Supplied data
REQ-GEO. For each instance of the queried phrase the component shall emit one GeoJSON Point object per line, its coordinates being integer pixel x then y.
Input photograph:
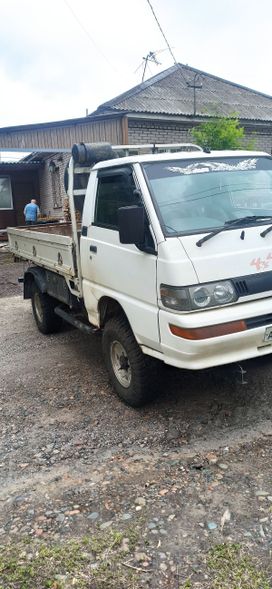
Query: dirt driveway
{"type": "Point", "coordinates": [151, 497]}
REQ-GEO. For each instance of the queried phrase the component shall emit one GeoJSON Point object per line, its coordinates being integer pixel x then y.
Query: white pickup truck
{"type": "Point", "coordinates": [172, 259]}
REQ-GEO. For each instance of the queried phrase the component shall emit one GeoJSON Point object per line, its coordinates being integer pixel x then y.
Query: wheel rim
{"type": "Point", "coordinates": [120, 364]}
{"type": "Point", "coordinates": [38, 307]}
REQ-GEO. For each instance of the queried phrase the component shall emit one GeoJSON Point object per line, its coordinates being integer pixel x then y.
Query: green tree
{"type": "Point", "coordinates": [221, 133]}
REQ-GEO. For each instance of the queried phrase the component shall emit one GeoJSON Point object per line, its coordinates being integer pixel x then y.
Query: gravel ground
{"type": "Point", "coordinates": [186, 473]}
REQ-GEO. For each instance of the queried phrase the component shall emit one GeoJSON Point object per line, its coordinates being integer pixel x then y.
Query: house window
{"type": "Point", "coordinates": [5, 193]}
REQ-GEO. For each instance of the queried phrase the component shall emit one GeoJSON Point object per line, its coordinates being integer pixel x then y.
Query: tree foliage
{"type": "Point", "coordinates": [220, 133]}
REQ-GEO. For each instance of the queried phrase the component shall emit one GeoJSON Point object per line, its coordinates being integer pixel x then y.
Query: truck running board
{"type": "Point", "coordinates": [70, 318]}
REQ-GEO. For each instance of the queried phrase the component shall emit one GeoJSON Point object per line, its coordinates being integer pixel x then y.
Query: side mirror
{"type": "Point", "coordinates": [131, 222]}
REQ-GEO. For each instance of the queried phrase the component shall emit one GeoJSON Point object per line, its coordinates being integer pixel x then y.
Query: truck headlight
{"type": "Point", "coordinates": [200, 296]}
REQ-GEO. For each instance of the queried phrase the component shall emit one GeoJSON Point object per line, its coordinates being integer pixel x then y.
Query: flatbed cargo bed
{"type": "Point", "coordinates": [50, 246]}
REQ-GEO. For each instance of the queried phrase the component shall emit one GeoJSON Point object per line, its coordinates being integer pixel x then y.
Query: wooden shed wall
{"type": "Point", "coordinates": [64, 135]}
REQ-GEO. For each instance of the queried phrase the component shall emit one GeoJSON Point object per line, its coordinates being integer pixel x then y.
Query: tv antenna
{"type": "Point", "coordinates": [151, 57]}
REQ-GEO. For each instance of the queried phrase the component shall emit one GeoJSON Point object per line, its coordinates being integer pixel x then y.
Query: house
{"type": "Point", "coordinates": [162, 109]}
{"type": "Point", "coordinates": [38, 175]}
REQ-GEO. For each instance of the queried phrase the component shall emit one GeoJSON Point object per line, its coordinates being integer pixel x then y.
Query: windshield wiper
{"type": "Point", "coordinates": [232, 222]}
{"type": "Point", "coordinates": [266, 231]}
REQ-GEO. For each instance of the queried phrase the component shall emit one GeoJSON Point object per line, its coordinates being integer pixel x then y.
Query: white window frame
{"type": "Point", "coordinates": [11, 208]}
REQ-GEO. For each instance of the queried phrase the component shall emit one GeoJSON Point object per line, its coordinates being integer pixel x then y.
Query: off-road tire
==
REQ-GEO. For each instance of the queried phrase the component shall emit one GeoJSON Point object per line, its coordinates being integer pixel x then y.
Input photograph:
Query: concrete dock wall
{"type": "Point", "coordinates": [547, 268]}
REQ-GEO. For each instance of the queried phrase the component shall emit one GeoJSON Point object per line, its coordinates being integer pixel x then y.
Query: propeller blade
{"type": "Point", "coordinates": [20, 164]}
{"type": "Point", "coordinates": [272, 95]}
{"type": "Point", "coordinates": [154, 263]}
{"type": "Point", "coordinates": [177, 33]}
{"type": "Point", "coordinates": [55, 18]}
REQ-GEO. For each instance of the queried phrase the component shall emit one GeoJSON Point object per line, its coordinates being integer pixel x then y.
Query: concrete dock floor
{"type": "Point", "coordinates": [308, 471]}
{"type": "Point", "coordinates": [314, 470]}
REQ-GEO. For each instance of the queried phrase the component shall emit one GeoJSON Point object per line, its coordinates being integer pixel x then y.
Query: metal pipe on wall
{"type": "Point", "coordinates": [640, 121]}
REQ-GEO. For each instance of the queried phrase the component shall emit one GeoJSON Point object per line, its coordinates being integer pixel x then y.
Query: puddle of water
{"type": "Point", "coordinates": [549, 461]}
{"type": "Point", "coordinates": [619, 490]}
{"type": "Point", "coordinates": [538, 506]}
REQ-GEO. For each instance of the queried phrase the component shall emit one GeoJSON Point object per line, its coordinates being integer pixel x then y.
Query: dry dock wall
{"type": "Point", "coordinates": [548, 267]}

Activity
Only the lines from the one containing "Query: white window frame" through the one containing "Query: off-road tire" are to be retyped, both boundary lines included, with no other material.

Solution below
Query: white window frame
{"type": "Point", "coordinates": [11, 208]}
REQ-GEO. For each instance of the queried phrase the component shall emit one GeoJSON Point object per line, its coordinates being integer pixel x then y.
Query: off-road tire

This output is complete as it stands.